§ Instructions to follow:
Return each line of the material verbatim.
(Exercise materials Opens)
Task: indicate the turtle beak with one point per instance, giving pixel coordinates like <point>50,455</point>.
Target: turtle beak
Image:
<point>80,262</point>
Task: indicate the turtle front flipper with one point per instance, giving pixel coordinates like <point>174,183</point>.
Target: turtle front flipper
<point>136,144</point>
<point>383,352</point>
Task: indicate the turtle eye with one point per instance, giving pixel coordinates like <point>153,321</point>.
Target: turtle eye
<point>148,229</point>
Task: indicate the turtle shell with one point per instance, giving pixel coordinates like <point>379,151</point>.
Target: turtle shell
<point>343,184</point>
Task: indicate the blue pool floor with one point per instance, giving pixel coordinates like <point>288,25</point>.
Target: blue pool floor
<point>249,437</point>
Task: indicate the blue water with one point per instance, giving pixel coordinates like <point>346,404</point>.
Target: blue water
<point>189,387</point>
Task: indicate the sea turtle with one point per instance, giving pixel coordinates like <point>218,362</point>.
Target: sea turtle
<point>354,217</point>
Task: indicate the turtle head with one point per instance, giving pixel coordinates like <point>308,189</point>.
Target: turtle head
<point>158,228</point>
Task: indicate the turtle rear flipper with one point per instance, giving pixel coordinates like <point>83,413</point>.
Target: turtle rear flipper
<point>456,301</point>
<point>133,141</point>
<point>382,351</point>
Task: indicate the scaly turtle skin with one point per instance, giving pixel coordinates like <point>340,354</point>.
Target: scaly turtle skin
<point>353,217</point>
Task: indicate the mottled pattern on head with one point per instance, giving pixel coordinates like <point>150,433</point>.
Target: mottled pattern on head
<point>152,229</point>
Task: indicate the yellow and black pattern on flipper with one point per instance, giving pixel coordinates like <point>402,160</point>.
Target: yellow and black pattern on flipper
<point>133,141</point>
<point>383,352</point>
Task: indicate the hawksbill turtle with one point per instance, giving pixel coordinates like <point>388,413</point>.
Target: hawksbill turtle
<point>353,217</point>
(Exercise materials Closes)
§ Solution to the problem:
Task: indicate the turtle beak with one point per instance, giving pixel coordinates like <point>50,455</point>.
Target: turtle beak
Image:
<point>80,262</point>
Task: indicate the turtle front flipper with one point per instance, giving pixel coordinates like <point>174,183</point>.
Target: turtle front flipper
<point>136,144</point>
<point>383,352</point>
Task: indicate the turtle eye with one point per instance, giving pixel coordinates like <point>153,321</point>.
Target: turtle eye
<point>148,229</point>
Task: indicate the turtle shell with one point per instance, giving pixel coordinates like <point>379,151</point>.
Target: turtle shell
<point>343,184</point>
Task: indicate the blue pool floor with one point per instance, giving pixel coordinates like <point>288,25</point>.
Target: blue pool floor
<point>249,437</point>
Task: indicate the blue water with one point per instance, giving pixel coordinates like <point>346,404</point>.
Target: blue water
<point>189,387</point>
Task: indicate the sea turtle with one point per instance, giving pixel coordinates like <point>218,362</point>.
Target: sea turtle
<point>354,217</point>
Task: indicate the turtle head with one point per instance, giving pixel coordinates like <point>308,189</point>.
Target: turtle head
<point>158,228</point>
Task: indicate the turtle rear flipper with one point per instance, giving pixel coordinates like <point>83,413</point>.
Target: turtle rear flipper
<point>456,301</point>
<point>133,141</point>
<point>382,351</point>
Task: indicate the scaly turtle skin with one point per instance, giving pixel coordinates like <point>340,354</point>.
Target: scaly turtle skin
<point>353,217</point>
Task: indicate the mottled pattern on head with one point per instance, giving pixel coordinates like <point>150,433</point>.
Target: mottled pattern on head
<point>152,229</point>
Task: indicate the yellow and black pattern on flipper with one point per instance, giving pixel coordinates like <point>402,160</point>.
Target: yellow and black pattern on flipper
<point>133,141</point>
<point>383,352</point>
Task: indicate the hawksbill turtle with one point per instance, giving pixel coordinates like <point>388,413</point>.
Target: hawksbill turtle
<point>353,217</point>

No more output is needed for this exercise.